• _Prompt_
Check each statement against the post on constructions in number theory below, answering yes or no and quoting the exact words that settle it. 1. The writer is a ninth grader from Kolkata. 2. In the solution to the sample problem, $a$ is taken to be any even number. 3. The Chinese Remainder Theorem began with a problem in a book by the mathematician Sun-Tzu.

• _Reading passage_
--- START ---
Hi, I am Emon, a ninth grader, an olympiad aspirant, hailing from Kolkata. I love to do olympiad maths and do some competitive programming in my leisure hours, though I take it seriously. I had written INOI this year.

Today, I would be giving you a few ideas on how to **Construct in Number Theory**. Well, so we shall start from the basics and shall try to dig deeper into it with the help of some important and well-known theorems and perhaps, some fancy ones as well. Okay, so without further delay, let's start off...

**What do we mean by "Constructions"?**

If noticed, you can see that you often face with some problems in olympiad saying, "... Prove that there exists infinitely many numbers satisfying the given conditions" or "... Prove that there exists a number satisfying the above conditions." These are usually the **construction-problems**.

For example, let's consider a trivial example :

**Problem. **Prove that there exist infinitely many integers $a$ such that $3^a+1$ is divisible by $4$.

**Solution. **This is a one-liner. Take $a$ as any odd number greater than or equal to $1$. Then, since $x+y\mid x^n+y^n$ if $n$ is an odd number, we have $4\mid 3^a+1$, as desired.

I hope you have got a basic idea on how to construct.

**The Chinese Remainder Theorem**

Many among you might know the Chinese Remainder. Actually, it all started with a problem with specific numbers in a book called Sun-Tzu Suan-ching written by chinese mathematician Sun-Tzu.

**Theorem. **Let $n_1, n_2, \ldots, n_r $ be a set of pairwise coprime integers. Let $(a_1, a_2,\cdots, a_r)\in \mathbb{N}$. Then, there exists a unique $x\in \{1, 2, \cdots, n_1n_2\cdots n_r\}$ such that $$\begin{aligned} x &\equiv a_1\pmod{n_1} \\ x &\equiv a_2\pmod{n_2} \\ &\ \ \vdots \\ x &\equiv a_r\pmod {n_r}. \end{aligned}$$

$Proof.$ Let $N=\prod_{i=1}^rn_i$. For each $k=1, 2, \ldots, r$, let

$$\begin{aligned} N_k &= \frac{N}{n_k} \\ &= n_1n_2\cdots n_{k-1}n_{k+1}\cdots n_r. \end{aligned}$$

Now, the $n_i'$s are relatively prime in pairs, so that $\gcd(N_k, n_k)=1$. Hence, by the Theory of Single Linear Congruence, the congruence $N_kx\equiv 1\pmod{n_k}$ is solvable. Let the unique solution be called $x_k$.

*Claim. *$y=\sum_{i=1}^ra_iN_ix_i$ is a simultaneous solution to the given system of congruences.
--- END ---
• _Provided material_
--- START ---
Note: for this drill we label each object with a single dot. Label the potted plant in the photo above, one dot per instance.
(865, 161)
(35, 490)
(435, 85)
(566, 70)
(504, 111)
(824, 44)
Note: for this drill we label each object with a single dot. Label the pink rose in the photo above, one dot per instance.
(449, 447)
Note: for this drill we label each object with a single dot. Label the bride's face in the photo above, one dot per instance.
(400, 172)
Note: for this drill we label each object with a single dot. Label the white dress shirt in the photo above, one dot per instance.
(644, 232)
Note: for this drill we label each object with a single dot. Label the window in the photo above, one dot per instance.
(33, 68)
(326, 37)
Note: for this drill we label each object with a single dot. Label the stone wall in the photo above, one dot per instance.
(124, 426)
--- END ---
• _Solution_
1. Yes: "a ninth grader, an olympiad aspirant, hailing from Kolkata"
2. No: "as any odd number greater than or equal to"
3. Yes: "it all started with a problem with specific numbers in a book called Sun-Tzu Suan-ching written by chinese mathematician Sun-Tzu"